-- Written problem A --
Can you reproduce, word for word, the stretch of the lexical stress detection page from "This process extracts" through "3 x 13 x 30."?
-- Written problem B --
Could you write the next part of the lexical stress detection page, continuing from its last sentence?

-- Text extract --
/---
Lexical Stress Detection - NN

lexical-stress-detection is a deep learning model that identifies if a vowel phoneme
in an isolated word is stressed or un-stressed.

The image below summarizes the project

alt text

To retrain the model follow the steps below:

Feature Extraction

Phoneme Alignment

The first step of feature extraction is forced phoneme alignment of audio files. Refer to the alignment
readme.

Phoneme alignment needs the files in .wav format. If you’ve .flacc files, use
this script to convert them to wav files.

Training Sample Generation

This process extracts spectral and non spectral features from the of each phoneme, stores them as numpy arrays and
writes to disk as .npy files.

Since stress on a particular vowel phoneme is related to other vowel phonemes within that word, features of each
phoneme is sandwiched between the features of preceding and succeeding phoneme.

For each phoneme two files are generated:

*_mfcc.npy: Spectral features - 13 MFCCs for 10 frames, their derivatives and double derivatives. This is
represented as a matrix of shape 13 x 30. Preceding an succeeding phoneme features are added as channels, thus the
final shape of the matrix is 3 x 13 x 30.
Refer to mfcc_extraction.py
*_other.npy: Non Spectral Features - 6 non spectral features for the phoneme represented as a vector of length
6 which becomes a vector of length 18 after including preceding an succeeding phoneme features.
Refer to non_mfcc_extraction.py

Sample generation is be done by running the sample_generation.py
script which takes three inputs as command line arguments:

Root path of the folder with wav files split into phonemes. This is the output of phoneme alignment.
Tab separated file with phoneme info. This is the csv generated by phoneme alignment.
\---
-- Provided data --
/---
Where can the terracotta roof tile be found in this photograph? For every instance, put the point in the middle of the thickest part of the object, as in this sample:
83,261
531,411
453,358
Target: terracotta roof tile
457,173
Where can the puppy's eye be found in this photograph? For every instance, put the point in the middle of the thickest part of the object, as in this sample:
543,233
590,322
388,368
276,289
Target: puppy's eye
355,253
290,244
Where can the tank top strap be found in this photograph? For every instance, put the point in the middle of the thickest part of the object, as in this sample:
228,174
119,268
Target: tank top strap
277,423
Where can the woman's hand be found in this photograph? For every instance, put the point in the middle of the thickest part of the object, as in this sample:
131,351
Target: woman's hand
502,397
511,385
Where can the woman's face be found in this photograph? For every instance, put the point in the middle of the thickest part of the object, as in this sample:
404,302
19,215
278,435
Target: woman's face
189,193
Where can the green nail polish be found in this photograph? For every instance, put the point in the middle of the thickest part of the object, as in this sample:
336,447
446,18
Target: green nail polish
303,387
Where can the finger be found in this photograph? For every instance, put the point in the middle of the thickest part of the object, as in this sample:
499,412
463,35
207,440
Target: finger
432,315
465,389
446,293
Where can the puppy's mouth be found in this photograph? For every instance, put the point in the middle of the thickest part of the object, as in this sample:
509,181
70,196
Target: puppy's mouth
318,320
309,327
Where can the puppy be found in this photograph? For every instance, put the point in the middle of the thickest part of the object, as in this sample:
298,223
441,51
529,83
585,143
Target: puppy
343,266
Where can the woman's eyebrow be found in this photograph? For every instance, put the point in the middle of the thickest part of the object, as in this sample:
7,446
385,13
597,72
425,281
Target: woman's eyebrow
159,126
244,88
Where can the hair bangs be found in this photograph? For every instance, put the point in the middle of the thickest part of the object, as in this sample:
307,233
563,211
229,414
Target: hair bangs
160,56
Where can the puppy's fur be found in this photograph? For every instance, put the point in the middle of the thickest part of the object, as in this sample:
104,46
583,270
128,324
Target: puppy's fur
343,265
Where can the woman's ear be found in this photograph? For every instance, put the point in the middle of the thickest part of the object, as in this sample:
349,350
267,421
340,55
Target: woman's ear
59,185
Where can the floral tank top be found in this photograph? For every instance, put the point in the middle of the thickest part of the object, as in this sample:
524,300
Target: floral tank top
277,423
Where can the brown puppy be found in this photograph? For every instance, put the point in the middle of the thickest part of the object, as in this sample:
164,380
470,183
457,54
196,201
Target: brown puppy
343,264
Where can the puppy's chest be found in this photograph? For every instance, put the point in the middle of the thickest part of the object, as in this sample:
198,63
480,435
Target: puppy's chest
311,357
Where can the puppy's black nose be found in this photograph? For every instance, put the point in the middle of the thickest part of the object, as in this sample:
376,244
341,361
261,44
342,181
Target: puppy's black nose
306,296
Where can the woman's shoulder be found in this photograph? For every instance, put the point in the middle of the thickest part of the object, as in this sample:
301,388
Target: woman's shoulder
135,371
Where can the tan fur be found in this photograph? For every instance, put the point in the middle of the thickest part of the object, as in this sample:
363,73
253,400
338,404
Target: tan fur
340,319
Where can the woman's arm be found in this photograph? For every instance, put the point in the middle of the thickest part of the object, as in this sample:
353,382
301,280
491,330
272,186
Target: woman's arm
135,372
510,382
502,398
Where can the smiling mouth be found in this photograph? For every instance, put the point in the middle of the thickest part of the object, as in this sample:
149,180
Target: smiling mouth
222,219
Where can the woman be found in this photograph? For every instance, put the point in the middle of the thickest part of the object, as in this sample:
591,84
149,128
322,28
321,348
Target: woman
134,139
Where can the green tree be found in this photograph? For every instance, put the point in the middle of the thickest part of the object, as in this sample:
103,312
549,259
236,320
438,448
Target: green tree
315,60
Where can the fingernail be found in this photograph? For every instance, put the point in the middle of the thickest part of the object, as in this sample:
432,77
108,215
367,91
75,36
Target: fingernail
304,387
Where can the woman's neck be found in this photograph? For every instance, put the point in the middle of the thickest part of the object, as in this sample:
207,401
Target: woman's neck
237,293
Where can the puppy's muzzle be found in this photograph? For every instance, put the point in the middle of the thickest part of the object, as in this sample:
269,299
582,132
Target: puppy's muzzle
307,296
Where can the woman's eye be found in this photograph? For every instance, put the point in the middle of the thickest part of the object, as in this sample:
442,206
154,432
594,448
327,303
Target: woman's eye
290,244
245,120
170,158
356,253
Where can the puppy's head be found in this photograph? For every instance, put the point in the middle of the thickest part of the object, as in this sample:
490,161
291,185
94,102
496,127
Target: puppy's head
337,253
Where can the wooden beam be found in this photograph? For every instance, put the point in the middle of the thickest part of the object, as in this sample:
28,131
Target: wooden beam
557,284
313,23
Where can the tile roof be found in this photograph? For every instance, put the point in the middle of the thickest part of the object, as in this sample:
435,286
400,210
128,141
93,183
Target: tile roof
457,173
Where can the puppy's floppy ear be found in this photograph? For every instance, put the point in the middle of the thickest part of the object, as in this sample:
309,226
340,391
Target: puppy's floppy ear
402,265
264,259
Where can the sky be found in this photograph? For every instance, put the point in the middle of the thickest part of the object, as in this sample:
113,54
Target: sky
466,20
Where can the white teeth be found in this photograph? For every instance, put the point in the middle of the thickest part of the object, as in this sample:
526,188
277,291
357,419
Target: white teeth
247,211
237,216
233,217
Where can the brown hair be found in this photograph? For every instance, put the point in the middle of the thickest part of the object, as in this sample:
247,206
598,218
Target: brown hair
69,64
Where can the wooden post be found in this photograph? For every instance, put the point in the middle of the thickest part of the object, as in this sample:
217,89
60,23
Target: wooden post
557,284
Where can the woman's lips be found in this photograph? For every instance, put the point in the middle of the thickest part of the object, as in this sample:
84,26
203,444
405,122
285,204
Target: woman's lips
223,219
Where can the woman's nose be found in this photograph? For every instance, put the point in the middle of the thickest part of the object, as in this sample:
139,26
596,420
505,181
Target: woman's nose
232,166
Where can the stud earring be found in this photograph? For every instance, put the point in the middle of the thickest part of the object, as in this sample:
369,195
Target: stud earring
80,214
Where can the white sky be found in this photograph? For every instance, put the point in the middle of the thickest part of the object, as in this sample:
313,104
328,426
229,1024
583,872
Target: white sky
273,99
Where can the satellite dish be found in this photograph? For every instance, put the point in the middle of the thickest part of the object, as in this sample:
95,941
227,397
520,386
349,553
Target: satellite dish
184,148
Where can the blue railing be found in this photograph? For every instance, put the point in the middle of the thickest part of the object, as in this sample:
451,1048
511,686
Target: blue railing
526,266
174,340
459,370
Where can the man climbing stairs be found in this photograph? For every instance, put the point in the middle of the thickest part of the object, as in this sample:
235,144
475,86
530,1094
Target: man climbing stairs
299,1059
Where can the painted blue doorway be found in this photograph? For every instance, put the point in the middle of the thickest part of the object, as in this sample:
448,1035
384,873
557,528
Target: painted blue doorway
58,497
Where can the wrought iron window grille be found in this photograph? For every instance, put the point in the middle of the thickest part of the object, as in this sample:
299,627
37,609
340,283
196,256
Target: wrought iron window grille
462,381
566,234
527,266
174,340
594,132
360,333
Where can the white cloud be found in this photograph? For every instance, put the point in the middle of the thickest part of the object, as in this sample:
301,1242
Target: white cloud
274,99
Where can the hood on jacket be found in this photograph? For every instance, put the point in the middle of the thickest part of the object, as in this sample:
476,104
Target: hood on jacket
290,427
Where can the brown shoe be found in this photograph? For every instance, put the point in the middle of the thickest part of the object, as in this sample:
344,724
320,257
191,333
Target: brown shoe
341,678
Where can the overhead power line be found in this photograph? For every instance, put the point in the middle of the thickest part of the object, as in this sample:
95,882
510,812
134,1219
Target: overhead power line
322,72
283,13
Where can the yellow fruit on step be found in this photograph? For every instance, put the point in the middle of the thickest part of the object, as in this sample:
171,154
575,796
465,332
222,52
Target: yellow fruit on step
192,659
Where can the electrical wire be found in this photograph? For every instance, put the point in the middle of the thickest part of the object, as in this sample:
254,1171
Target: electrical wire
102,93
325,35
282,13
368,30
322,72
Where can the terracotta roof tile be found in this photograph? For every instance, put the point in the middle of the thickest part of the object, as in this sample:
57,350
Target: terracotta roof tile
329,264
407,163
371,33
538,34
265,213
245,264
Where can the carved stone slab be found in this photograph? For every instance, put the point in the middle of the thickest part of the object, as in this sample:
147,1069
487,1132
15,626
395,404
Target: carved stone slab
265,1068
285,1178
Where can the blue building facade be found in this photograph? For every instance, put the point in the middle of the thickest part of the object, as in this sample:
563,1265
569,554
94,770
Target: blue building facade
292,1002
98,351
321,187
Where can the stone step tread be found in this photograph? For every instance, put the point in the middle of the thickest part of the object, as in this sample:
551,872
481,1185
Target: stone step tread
\---
-- Exercise output A --
This process extracts spectral and non spectral features from the of each phoneme, stores them as numpy arrays and
writes to disk as .npy files.

Since stress on a particular vowel phoneme is related to other vowel phonemes within that word, features of each
phoneme is sandwiched between the features of preceding and succeeding phoneme.

For each phoneme two files are generated:

*_mfcc.npy: Spectral features - 13 MFCCs for 10 frames, their derivatives and double derivatives. This is
represented as a matrix of shape 13 x 30. Preceding an succeeding phoneme features are added as channels, thus the
final shape of the matrix is 3 x 13 x 30.

-- Exercise output B --
Output path where npy files will be generated. Output will be split into three folders 0, 1 and 2 each with
unstressed, primary stress and secondary stress phoneme features.

Sample generation script is parallelized, CPU with 16 or more cores is recommended for running it.

Class Balancing

After sample generation, primary stress phonemes were twice as much than unstressed. Secondary stress were a very
small percentage of the total. For this project we completely ignored secondary stress and randomly sampled primary
stress features approximately equal to unstressed.

Stop Words Removal

We removed features of 80 stop words. Since the npy file names
have the word in them, a sample script can be written for this action.

Train Test Split

Use train_test_split.py to split data into train and val sets.
The script needs three input parameters as command line arguments.

Root path of the folder where npy sample files are stored.
Train path
Test path
Test percentage - a floating point number int the range (0,1). We used 0.15.

Model

The model is a combination of CNN and DNN. Spectral features are fed into the CNN and the
non spectral into DNN. The output form these networks are concatenated and fed into another DNN and finally, the
softmax loss layer is used.

Training

The training.py script takes five command line arguments:

Root path of train data
Root path of val data
Path where saved models are saved. If existing model checkpoint is present in this folder, training will
resume from that checkpoint.
4.Learning rate
5.Number of epochs

Hyper parameters like batch size can be changed in this script.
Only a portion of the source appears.